Extracted entries =
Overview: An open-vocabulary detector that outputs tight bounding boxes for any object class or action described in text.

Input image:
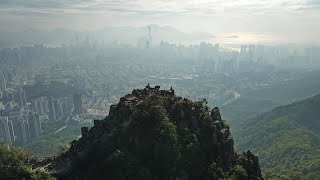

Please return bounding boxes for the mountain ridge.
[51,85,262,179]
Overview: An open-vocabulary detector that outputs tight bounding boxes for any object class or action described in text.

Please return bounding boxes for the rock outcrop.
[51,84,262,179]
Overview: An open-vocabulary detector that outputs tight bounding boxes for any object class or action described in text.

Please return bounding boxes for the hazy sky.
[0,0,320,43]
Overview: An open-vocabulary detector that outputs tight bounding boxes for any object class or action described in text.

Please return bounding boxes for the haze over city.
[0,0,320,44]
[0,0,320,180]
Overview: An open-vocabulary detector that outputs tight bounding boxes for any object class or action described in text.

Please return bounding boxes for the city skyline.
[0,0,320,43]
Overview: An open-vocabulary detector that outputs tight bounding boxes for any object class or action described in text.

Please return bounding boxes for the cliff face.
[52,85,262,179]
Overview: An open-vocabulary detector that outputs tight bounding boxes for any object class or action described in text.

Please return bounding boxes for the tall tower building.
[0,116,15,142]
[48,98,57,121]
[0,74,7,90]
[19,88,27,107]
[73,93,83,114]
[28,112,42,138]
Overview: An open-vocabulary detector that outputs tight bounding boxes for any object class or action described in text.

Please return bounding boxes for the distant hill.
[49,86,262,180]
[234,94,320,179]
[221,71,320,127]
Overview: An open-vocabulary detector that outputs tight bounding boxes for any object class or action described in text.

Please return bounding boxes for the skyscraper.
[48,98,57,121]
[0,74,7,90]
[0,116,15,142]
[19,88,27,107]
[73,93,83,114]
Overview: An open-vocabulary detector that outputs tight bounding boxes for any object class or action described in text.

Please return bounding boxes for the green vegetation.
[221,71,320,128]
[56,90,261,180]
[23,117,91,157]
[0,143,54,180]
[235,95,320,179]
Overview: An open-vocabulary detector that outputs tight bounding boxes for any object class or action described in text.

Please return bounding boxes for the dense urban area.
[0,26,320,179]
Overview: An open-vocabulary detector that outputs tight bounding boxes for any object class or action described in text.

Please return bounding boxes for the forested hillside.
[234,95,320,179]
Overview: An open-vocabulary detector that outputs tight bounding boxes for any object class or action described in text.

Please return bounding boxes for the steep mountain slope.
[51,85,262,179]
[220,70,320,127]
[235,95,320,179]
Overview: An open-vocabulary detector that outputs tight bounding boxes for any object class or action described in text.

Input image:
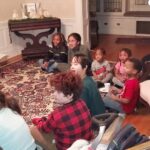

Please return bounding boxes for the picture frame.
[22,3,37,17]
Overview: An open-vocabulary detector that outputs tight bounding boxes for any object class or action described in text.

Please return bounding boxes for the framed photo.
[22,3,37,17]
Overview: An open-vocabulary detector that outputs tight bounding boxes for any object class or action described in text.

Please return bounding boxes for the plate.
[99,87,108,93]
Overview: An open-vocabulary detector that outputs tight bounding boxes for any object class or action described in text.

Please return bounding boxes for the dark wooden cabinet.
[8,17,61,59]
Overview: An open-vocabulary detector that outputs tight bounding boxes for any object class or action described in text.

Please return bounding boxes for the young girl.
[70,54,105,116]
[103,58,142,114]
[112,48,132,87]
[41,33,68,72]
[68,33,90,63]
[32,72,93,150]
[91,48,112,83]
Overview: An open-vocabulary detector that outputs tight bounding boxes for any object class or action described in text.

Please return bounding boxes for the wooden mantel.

What the exercise asks =
State how many lines in the listing above contain the string "mountain". Give only the number.

Output for this task =
2